Reproduce the items from the line containing "Mark one point per instance of the bare" through the line containing "x=863, y=35", including both of those lines.

## begin Information provided

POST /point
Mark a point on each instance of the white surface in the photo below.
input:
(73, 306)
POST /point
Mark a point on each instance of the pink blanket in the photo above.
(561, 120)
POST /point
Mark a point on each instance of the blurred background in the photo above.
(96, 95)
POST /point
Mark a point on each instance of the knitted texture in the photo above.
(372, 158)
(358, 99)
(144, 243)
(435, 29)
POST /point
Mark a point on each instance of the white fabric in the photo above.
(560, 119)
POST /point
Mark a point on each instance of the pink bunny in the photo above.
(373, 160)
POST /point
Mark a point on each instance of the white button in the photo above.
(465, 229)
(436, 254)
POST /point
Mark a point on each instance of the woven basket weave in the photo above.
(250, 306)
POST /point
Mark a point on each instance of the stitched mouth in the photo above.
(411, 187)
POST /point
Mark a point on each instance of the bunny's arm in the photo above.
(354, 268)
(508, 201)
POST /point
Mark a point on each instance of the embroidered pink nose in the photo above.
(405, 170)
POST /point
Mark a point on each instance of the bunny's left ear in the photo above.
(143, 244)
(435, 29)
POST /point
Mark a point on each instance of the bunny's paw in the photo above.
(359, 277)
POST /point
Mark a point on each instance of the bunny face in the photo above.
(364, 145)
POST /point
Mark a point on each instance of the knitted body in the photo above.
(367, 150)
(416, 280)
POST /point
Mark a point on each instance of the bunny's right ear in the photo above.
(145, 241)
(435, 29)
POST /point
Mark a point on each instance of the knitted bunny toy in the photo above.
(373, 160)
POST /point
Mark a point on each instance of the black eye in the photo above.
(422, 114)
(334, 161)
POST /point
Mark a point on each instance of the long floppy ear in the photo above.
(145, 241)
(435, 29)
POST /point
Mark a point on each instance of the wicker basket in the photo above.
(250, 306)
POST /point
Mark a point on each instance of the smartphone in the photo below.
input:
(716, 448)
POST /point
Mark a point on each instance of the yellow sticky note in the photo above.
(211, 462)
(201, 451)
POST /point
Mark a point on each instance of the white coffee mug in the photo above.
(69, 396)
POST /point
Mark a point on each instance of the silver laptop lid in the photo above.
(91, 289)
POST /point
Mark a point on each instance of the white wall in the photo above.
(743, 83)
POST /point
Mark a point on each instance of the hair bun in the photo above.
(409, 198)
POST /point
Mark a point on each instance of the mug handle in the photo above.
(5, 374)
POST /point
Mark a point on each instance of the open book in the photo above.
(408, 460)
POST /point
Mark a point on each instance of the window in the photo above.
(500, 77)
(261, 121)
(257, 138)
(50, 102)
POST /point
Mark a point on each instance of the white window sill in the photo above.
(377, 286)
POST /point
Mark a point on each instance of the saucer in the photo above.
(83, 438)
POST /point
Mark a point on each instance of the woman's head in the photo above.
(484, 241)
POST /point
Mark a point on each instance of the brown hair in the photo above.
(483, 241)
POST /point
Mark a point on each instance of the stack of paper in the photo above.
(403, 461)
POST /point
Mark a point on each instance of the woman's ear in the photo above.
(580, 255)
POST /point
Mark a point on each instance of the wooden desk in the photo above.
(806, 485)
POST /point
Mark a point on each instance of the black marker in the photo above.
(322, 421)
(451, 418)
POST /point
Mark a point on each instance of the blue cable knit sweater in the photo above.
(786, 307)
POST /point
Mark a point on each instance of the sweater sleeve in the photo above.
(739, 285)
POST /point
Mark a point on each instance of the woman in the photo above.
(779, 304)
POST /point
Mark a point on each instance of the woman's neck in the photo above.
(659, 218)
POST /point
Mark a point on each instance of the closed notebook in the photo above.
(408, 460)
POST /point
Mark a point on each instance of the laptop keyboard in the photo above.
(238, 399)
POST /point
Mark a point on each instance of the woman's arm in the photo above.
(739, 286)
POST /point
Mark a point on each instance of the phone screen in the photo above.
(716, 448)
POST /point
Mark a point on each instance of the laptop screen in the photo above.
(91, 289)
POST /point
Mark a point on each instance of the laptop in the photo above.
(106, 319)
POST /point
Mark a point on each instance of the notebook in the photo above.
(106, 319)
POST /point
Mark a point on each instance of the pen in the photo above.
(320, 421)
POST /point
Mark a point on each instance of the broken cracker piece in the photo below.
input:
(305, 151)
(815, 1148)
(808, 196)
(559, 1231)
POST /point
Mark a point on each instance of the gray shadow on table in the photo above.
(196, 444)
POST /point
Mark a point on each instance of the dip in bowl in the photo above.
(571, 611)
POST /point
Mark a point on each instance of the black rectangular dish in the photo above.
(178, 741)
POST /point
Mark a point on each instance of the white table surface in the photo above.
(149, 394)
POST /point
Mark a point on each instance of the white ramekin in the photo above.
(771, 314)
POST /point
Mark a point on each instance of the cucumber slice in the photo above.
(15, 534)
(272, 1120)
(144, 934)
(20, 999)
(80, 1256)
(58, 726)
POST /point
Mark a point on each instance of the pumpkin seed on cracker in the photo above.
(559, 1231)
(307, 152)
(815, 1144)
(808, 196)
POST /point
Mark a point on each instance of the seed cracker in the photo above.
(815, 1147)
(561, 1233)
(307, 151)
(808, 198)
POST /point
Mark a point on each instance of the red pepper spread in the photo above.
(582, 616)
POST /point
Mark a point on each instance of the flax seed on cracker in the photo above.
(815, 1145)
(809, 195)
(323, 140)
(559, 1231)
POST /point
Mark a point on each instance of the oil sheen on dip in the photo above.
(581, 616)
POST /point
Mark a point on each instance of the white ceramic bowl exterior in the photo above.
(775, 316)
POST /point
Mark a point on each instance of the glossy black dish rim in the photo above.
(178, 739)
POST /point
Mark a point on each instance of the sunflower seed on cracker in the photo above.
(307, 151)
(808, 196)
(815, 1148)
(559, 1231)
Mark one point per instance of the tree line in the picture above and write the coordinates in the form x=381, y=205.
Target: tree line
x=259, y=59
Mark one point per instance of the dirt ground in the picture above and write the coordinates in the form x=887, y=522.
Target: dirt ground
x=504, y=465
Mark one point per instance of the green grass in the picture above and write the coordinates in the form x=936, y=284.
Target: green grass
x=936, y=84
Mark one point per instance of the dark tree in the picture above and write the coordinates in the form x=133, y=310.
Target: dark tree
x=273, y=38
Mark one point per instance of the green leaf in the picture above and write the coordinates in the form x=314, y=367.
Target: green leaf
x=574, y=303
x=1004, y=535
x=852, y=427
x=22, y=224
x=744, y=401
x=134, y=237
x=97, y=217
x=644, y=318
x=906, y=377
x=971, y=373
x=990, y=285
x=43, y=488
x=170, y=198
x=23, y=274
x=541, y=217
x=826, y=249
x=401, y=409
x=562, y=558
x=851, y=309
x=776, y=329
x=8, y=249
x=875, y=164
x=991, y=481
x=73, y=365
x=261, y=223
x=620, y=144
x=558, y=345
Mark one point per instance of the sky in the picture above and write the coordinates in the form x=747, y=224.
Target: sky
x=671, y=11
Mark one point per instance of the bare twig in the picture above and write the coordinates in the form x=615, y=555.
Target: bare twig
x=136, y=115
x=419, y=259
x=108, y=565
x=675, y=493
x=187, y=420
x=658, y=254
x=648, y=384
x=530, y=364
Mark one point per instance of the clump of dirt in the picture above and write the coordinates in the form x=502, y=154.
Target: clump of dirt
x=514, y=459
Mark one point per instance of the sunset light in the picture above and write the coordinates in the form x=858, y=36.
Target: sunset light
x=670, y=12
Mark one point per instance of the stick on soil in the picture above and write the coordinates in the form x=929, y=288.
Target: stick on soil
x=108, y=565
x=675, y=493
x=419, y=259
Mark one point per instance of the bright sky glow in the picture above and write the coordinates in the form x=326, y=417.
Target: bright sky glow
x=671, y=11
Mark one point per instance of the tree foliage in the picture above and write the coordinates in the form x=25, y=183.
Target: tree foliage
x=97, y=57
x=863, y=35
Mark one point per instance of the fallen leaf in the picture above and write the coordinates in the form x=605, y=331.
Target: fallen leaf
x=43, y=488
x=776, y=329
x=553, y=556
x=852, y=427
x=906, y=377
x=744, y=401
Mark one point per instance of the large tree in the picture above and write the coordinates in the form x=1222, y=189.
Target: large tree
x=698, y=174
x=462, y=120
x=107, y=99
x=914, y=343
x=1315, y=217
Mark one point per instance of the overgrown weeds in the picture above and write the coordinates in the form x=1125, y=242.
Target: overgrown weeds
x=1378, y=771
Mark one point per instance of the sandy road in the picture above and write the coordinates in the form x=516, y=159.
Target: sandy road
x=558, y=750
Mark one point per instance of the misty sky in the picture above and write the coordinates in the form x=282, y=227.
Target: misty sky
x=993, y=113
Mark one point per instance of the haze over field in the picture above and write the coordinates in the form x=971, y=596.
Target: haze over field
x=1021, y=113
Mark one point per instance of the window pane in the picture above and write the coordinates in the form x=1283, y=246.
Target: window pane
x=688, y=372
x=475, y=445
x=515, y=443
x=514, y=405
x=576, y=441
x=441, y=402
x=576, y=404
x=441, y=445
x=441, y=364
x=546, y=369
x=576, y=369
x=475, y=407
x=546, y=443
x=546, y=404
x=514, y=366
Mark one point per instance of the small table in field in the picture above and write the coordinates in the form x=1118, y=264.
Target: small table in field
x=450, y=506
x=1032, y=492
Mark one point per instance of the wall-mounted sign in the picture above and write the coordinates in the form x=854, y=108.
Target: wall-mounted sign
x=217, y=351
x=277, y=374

## end Information provided

- _Finished answer_
Mark one point per instance of the bare twig in the picture above and write the coordinates in the form x=615, y=555.
Target: bare twig
x=136, y=115
x=419, y=259
x=108, y=565
x=675, y=493
x=187, y=420
x=658, y=254
x=648, y=384
x=530, y=364
Mark one point per instance of the clump of dirt in the picture above and write the coordinates in the form x=502, y=154.
Target: clump of dirt
x=514, y=459
Mark one point per instance of the sunset light in the picture above and write the coordinates in the form x=858, y=36.
Target: sunset light
x=670, y=12
Mark one point per instance of the stick on soil in the picture above and write the coordinates in the form x=929, y=288.
Target: stick on soil
x=108, y=565
x=675, y=493
x=419, y=259
Mark one point per instance of the bright sky glow in the picture above and write the coordinates in the form x=326, y=417.
Target: bright sky glow
x=671, y=11
Mark one point per instance of the tree foliage in the picture above and write the coordinates in the form x=25, y=183.
Target: tree foliage
x=97, y=57
x=863, y=35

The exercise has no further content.